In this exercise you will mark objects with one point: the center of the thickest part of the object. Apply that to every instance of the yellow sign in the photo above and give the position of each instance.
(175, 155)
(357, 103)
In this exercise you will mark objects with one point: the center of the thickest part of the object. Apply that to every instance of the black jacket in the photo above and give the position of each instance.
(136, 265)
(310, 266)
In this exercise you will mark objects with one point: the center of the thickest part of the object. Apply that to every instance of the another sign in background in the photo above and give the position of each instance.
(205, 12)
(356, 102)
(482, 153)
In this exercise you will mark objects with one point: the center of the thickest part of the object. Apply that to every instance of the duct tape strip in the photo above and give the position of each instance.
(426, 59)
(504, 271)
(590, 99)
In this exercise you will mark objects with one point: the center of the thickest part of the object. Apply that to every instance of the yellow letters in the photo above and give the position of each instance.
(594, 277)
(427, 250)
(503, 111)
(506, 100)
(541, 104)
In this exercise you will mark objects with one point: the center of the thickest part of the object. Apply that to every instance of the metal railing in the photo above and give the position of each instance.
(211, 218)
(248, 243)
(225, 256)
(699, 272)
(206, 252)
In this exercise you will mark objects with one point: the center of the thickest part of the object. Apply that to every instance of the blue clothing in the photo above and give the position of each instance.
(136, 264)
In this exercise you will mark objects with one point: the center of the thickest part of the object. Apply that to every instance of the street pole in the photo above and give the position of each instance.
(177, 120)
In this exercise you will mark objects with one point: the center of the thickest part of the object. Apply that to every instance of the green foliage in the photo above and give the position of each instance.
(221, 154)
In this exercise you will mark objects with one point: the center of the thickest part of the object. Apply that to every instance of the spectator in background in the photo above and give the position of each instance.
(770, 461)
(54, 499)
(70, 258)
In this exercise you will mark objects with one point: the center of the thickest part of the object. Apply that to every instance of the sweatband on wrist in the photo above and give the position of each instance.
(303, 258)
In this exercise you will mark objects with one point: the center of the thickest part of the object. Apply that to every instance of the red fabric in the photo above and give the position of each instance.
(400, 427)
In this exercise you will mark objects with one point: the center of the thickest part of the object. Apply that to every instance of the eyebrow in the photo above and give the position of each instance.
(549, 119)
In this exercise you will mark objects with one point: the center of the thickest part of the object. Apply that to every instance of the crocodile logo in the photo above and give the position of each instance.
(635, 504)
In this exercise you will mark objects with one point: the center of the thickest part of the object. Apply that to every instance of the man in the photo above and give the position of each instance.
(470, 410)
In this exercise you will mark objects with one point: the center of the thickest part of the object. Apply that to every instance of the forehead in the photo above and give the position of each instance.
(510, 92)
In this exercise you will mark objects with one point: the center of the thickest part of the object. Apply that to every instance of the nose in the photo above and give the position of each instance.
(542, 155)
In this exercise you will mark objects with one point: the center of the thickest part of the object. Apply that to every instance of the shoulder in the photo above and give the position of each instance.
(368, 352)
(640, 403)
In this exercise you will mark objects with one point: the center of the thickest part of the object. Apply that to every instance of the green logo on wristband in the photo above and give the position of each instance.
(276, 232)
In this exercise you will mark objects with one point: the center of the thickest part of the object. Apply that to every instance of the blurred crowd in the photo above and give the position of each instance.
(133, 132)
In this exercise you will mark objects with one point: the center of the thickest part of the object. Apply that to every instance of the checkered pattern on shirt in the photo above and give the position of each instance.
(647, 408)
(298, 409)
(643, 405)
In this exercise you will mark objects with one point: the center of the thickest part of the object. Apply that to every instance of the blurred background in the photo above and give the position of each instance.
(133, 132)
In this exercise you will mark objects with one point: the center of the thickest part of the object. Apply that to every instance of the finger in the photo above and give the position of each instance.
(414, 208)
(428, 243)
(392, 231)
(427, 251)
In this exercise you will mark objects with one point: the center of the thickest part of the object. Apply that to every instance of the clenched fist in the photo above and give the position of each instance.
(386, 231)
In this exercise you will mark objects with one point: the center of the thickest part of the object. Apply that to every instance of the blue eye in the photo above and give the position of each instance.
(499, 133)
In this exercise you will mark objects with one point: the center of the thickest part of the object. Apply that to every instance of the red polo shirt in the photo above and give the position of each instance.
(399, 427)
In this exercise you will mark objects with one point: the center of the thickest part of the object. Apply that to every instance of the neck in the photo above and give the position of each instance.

════

WHAT YOU HAVE TO DO: Rewrite all of the records above, changing every "thickest part" to "widest part" and keeping everything else the same.

RESPONSE TO THE EXERCISE:
In this exercise you will mark objects with one point: the center of the widest part of the object. Apply that to every instance of the yellow sign in the photo above and give the position of each instance.
(175, 155)
(357, 103)
In this exercise you will mark objects with one point: the center of the widest part of the object. Apply that to every instance of the black jacket in the photo above and give the position of each instance.
(136, 265)
(310, 266)
In this exercise you will mark objects with one point: the center of the widest part of the object. Apply that to every instance of the another sign in background in the photo above and give the position of each instance.
(205, 12)
(356, 102)
(482, 153)
In this exercise you will mark objects with one point: the center of the widest part of the object. Apply that to every instance of the duct tape strip in the photo above and give the position of each instance.
(426, 59)
(504, 271)
(590, 99)
In this exercise you will mark objects with one point: the center of the widest part of the object. Apply that to every instance of the yellow letters in the photo above and give the position of each instance.
(594, 277)
(427, 250)
(503, 111)
(506, 100)
(541, 104)
In this exercise you will mark objects with one point: the center of the widest part of the object. Apply that to every instance of the metal railing in the photo above and give the position of each instance.
(211, 218)
(248, 243)
(225, 256)
(699, 272)
(206, 252)
In this exercise you will mark objects with one point: the center of the widest part of the object. Apply that to every instance of the blue clothing in the photo above and give the position of each instance.
(136, 264)
In this exercise you will mark objects with one point: the center of the widest part of the object. Apply that to every instance of the street pole in the photo above and give the position of each instance.
(177, 120)
In this exercise you will mark objects with one point: the center of the widest part of the object. Apply that to every instance of the green foliage in the photo above and give the position of each instance.
(221, 154)
In this exercise you will mark objects with one point: the center of the widest part of the object. Apply that to every instance of the spectator in background in the photo above and give the position of each instance.
(770, 461)
(54, 499)
(70, 258)
In this exercise you will mark objects with one point: the center of the widest part of the object. Apply that to every instance of the sweatband on wrist in the photo above and give the position of each instance.
(303, 258)
In this exercise you will mark objects with one point: the center of the widest part of the object. Apply that to every instance of the red fabric in the photo above and give the position of each instance.
(400, 427)
In this exercise you will mark objects with one point: the center of the widest part of the object. Apply that to every instance of the eyebrow in the photo above and give the position of each instance.
(549, 119)
In this exercise you will mark objects with one point: the center of the widest part of the object. Apply that to every instance of the crocodile logo in the photo above and give the position of each instance.
(635, 504)
In this exercise you will mark objects with one point: the center of the widest part of the object. Apply that to every instance of the man in the photo above and give the position of each instance.
(470, 410)
In this exercise you will mark objects with one point: the center of the widest part of the object. Apply that to every instance of the forehead in the photo above and give the position of each instance.
(510, 92)
In this exercise you will mark objects with one point: the center of the widest part of the object. Apply that to every instance of the nose in the photo above and give the position of each instance.
(542, 155)
In this exercise you will mark objects with one point: the center of the widest part of the object. Apply that to every instance of the shoulder in the photo above and give the position of each instance.
(368, 352)
(640, 403)
In this exercise you will mark objects with one point: the center of the widest part of the object. Apply that to every instance of the green logo on wristband in the photo above and give the position of each instance.
(276, 232)
In this exercise you will mark objects with one point: the center of the widest part of the object. Apply that to every instance of the blurred crowd in the photo above and give the position of each instance.
(133, 132)
In this exercise you will mark objects with one point: the center of the widest part of the object. Apply that to every instance of the checkered pattern on shirt in the photo above and give the position of each instance.
(647, 408)
(298, 409)
(643, 405)
In this exercise you will mark objects with one point: the center of the widest part of the object. Apply that to every instance of the blurred background in the photo above and give the position of each instance.
(133, 132)
In this exercise you will mark objects with one point: the center of the widest part of the object. Apply that to every instance of the finger in the photo above and give the position of each instance.
(414, 208)
(428, 243)
(392, 231)
(427, 251)
In this exercise you will mark objects with one point: the center of the widest part of the object. Apply that to every instance of the clenched fist in the photo above and give the position of each instance.
(386, 231)
In this exercise you will mark objects with one point: the center of the widest part of the object. Apply that to every instance of the blue eye in the photo above and give the position of each instance.
(499, 133)
In this exercise you will mark objects with one point: the center of the widest part of the object. Apply that to every instance of the red polo shirt in the photo above and give the position of each instance.
(399, 427)
In this exercise you will mark objects with one point: the center of the widest part of the object. Apply that to every instance of the neck in the photo above and give the position of each instance.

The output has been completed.